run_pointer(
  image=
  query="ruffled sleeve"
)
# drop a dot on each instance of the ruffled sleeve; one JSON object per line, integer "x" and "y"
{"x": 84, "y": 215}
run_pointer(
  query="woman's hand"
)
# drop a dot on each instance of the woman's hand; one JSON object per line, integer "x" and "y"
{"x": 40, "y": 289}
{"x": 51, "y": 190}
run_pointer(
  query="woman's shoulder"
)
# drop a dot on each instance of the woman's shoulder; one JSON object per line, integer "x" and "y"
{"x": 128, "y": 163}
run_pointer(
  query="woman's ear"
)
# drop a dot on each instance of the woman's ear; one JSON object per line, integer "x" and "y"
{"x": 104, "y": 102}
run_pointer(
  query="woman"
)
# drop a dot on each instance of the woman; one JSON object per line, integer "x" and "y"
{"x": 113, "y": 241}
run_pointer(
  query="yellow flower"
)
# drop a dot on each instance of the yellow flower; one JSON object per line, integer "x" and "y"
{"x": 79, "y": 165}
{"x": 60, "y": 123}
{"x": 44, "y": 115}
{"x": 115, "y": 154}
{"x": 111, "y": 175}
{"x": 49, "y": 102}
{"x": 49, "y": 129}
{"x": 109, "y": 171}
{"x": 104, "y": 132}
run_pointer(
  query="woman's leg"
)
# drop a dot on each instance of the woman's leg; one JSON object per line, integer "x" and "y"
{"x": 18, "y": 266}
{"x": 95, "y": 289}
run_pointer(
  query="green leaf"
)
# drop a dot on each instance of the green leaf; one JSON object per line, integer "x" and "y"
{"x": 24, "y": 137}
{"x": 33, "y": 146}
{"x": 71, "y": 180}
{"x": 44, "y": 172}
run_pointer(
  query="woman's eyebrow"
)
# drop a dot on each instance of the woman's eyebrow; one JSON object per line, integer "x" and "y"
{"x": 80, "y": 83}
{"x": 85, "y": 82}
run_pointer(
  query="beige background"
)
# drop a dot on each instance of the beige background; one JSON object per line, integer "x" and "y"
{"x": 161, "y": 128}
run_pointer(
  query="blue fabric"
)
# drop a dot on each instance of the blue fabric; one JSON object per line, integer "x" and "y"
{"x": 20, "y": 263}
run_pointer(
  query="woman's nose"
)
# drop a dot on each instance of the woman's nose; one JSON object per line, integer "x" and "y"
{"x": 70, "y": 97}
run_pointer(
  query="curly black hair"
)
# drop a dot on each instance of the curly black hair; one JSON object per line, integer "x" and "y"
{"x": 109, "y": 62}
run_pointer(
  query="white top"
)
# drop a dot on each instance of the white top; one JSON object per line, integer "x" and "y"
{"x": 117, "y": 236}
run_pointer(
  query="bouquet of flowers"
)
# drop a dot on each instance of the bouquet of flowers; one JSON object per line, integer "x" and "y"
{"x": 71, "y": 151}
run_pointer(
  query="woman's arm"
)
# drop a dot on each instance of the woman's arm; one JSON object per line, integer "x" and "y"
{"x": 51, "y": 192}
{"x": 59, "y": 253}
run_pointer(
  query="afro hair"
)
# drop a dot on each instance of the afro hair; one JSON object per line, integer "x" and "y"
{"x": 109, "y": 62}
##############################
### What you need to do:
Down to the final line, the data above must be copied exactly.

### Task output:
run_pointer(
  image=
  query="ruffled sleeve"
)
# drop a dot on each instance of the ruffled sleeve; one JSON object per line, integer "x" and "y"
{"x": 84, "y": 215}
run_pointer(
  query="woman's hand"
)
# drop a dot on each instance of the woman's hand; one JSON object per line, integer "x" and "y"
{"x": 40, "y": 289}
{"x": 51, "y": 190}
run_pointer(
  query="woman's shoulder"
)
# drop a dot on each instance of the woman's shoulder; one JSON object per line, integer "x" and "y"
{"x": 128, "y": 163}
run_pointer(
  query="woman's ear"
)
# drop a dot on each instance of the woman's ear; one JSON object per line, integer "x" and "y"
{"x": 104, "y": 102}
run_pointer(
  query="woman"
)
# drop a dot on each instance of the woman; one JSON object per line, integer "x" and "y"
{"x": 113, "y": 241}
run_pointer(
  query="yellow flower"
)
# drop a dot on each instance of the yellow flower; one JSON object per line, integer "x" and "y"
{"x": 79, "y": 165}
{"x": 60, "y": 123}
{"x": 44, "y": 115}
{"x": 115, "y": 154}
{"x": 111, "y": 175}
{"x": 49, "y": 102}
{"x": 49, "y": 129}
{"x": 109, "y": 171}
{"x": 104, "y": 132}
run_pointer(
  query="woman's leg"
)
# drop a dot on each instance of the woman's leg; one JSON object per line, integer "x" and "y"
{"x": 18, "y": 266}
{"x": 95, "y": 289}
run_pointer(
  query="green leaf"
)
# drop a dot on each instance of the green leaf; one JSON object per line, integer "x" and "y"
{"x": 24, "y": 137}
{"x": 33, "y": 146}
{"x": 71, "y": 180}
{"x": 44, "y": 172}
run_pointer(
  query="woman's eyebrow"
)
# drop a dot on each instance of the woman's eyebrow; one JSON object per line, integer "x" and "y"
{"x": 80, "y": 83}
{"x": 85, "y": 82}
run_pointer(
  query="beige background"
)
# drop a dot on each instance of the beige background; one JSON object per line, integer "x" and "y"
{"x": 161, "y": 128}
run_pointer(
  query="blue fabric"
)
# drop a dot on each instance of the blue fabric; one JSON object per line, integer "x" and "y"
{"x": 20, "y": 263}
run_pointer(
  query="woman's nose"
)
# drop a dot on each instance of the woman's nose; one JSON object per line, integer "x" and "y"
{"x": 70, "y": 97}
run_pointer(
  query="curly black hair"
)
# drop a dot on each instance of the curly black hair; one JSON object per line, integer "x" and "y"
{"x": 109, "y": 62}
run_pointer(
  query="white top"
)
# drop a dot on each instance of the white top; one JSON object per line, integer "x" and "y"
{"x": 117, "y": 236}
run_pointer(
  query="bouquet of flowers"
)
# drop a dot on each instance of the bouquet of flowers; one JSON object per line, integer "x" and "y"
{"x": 71, "y": 151}
run_pointer(
  query="woman's arm"
)
# drop a dot on each instance of the woman's arm; one JSON object per line, integer "x" and "y"
{"x": 51, "y": 192}
{"x": 59, "y": 253}
run_pointer(
  query="afro hair"
)
# drop a dot on each instance of the afro hair; one JSON object per line, integer "x" and "y"
{"x": 109, "y": 62}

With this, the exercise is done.